### ENUNCIADO 1
Reproduce sin cambios el fragmento del texto sobre Madrid que va de "Cha. Ese fue" a "patochada y chachachá.", ambos incluidos.
----- TEXTO DE LECTURA -----
Cha. Ese fue para mí el primer sonido de Madrid. Atocha y Chamartín. El avión era cosa de la jet y Madrid no era todavía Barajas, ciudad anónima de recién llegados que se buscan la vida, esperan y desesperan: paciencia y barajar. Yo descubría España en tren, con mochila y bocadillo, parada en todas las estaciones y apeaderos. De Atocha o Chamartín a la Gran Vía: sus cines con cartelones pintados de colorines, sus escaparates de pelucas sobre cabezas de cera y el aura no menos mortuoria de las vitrinas de los restaurantes: ristras de ajos, peces enormes con la boca abierta sobre lechos de hielo, y musicales en viejos teatros: terciopelo raído, bullanga y arañas de cristal. Sí, Madrid era indiscutiblemente cha: pachanguero, patochada y chachachá.
Luego fue el Madrid de los intelectuales elegantes, editores catalanes, escritores con casa en el Ampurdán. Parábamos en el Hotel Suecia y mirábamos Madrid por encima del hombro –¿de veras los madrileños creían que nosotros éramos los provincianos?–, pero le reconocíamos cierta nobleza, un aire señorial de capital antigua. Cibeles y Neptuno, Prado, Serrano, Retiro, Jerónimos, Delicias, Recoletos… evocaban monasterios, carruajes y calles empedradas, dioses paganos y fuentes dieciochescas, y algunos toques simpáticos por lo incongruentes: Cibeles, cascabeles, Neptuno, aceituna, Recoletos, coleta, y la elegantísima Serrano sabía a bocata de jamón… Fuera de esa ciudadela, acechaban extrarradios ásperos y hostiles. Aravaca olía a estiércol, Pozuelo rimaba con orzuelo, Hortaleza con maleza, Getafe con gafe y matarife. Fuencarral sonaba a cascarrabias, Móstoles a ¡córcholis!, Sanchinarro a chafarrinón y achicharrar… Sólo La Moraleja resplandecía, con un brillo irónico: ahí desembocaban, en amalgama feliz, la riqueza y la fama por cualquier medio conseguidas; ahí los directores de periódico progresista se mezclaban por fin con las folclóricas, los altos ejecutivos nacionales y extranjeros, los magos del share y de la cirugía estética; ahí se elevó el emblemático chalé del ministro de izquierdas, encarcelado en sus días de vino y rosas, y su flamante esposa (segundas y terceras nupcias respectivamente), ex de Julio Iglesias y de no sé qué marqués, Nuestra Señora de Porcelanosa, estrella de las revistas del corazón, cuyo embarazo, pasados los cuarenta, por obra del ex ministro fue noticia en todos los telediarios… Extraiga usted mismo, si gusta, La Moraleja: es la de la España de los años 90.
----- DATOS DE ENTRADA -----
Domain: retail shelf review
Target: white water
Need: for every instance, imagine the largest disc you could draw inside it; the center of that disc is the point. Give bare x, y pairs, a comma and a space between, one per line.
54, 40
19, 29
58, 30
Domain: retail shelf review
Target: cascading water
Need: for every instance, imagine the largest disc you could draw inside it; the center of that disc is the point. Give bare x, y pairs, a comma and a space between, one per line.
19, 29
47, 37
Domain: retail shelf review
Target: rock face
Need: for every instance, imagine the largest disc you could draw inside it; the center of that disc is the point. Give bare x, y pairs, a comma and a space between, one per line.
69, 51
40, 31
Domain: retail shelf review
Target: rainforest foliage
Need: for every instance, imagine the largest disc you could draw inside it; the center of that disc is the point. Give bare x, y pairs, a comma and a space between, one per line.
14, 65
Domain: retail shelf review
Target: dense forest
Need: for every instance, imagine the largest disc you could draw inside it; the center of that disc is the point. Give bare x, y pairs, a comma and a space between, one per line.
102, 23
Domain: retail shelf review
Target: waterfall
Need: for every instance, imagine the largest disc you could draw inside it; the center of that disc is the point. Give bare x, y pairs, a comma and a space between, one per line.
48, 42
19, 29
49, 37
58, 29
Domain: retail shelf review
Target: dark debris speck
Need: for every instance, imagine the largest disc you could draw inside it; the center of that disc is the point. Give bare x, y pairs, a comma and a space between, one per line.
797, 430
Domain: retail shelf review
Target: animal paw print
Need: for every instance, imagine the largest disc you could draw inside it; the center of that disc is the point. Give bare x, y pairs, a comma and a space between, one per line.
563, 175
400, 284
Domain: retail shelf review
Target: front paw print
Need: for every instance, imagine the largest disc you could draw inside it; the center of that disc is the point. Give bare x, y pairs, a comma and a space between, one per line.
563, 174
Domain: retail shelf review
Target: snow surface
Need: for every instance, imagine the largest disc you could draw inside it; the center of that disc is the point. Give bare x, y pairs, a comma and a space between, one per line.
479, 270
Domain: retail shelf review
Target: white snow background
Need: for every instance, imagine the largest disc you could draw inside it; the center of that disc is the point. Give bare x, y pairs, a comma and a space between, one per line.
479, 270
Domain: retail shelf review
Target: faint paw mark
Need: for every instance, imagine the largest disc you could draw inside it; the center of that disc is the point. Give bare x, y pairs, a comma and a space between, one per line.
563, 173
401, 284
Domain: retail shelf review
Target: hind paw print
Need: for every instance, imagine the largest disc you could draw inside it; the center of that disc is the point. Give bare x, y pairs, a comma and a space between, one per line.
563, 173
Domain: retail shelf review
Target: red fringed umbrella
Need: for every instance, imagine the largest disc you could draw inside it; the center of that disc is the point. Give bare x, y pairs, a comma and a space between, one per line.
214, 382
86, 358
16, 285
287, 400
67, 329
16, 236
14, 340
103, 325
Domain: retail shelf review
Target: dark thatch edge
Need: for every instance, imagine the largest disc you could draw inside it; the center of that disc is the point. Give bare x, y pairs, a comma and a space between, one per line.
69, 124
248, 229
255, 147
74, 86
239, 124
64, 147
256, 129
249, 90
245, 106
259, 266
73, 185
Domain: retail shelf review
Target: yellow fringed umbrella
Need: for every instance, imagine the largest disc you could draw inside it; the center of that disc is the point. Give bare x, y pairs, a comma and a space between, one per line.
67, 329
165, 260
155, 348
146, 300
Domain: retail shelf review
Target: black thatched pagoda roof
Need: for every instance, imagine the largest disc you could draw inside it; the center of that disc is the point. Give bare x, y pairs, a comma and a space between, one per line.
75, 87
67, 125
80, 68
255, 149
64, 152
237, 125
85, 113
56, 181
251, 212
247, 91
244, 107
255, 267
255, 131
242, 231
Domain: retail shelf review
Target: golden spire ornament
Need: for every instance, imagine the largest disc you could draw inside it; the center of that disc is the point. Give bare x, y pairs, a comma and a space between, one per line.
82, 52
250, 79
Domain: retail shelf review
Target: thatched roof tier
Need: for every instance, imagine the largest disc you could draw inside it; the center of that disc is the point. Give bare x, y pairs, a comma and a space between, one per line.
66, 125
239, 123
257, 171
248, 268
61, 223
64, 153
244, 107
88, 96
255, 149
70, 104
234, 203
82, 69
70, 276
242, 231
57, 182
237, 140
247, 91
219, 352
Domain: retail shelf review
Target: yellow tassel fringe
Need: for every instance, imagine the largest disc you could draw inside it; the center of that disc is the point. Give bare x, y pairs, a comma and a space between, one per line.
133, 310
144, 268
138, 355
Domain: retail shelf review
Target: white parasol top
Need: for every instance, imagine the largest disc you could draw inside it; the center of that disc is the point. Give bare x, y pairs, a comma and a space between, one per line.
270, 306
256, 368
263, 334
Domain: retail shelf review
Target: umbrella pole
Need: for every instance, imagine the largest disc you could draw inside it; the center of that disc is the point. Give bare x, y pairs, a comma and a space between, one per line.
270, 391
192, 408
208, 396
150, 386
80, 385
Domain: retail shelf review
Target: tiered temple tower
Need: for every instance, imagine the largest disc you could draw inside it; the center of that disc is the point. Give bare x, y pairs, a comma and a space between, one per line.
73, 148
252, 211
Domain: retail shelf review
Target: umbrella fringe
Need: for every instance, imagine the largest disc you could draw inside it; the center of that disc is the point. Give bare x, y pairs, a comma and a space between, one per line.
-----
### ENUNCIADO 2
Indica todas las líneas de los registros en las que aparece la palabra "snow", copiándolas tal cual.

### RESPUESTA CORRECTA 1
Cha. Ese fue para mí el primer sonido de Madrid. Atocha y Chamartín. El avión era cosa de la jet y Madrid no era todavía Barajas, ciudad anónima de recién llegados que se buscan la vida, esperan y desesperan: paciencia y barajar. Yo descubría España en tren, con mochila y bocadillo, parada en todas las estaciones y apeaderos. De Atocha o Chamartín a la Gran Vía: sus cines con cartelones pintados de colorines, sus escaparates de pelucas sobre cabezas de cera y el aura no menos mortuoria de las vitrinas de los restaurantes: ristras de ajos, peces enormes con la boca abierta sobre lechos de hielo, y musicales en viejos teatros: terciopelo raído, bullanga y arañas de cristal. Sí, Madrid era indiscutiblemente cha: pachanguero, patochada y chachachá.

### RESPUESTA CORRECTA 2
Target: snow surface
Target: white snow background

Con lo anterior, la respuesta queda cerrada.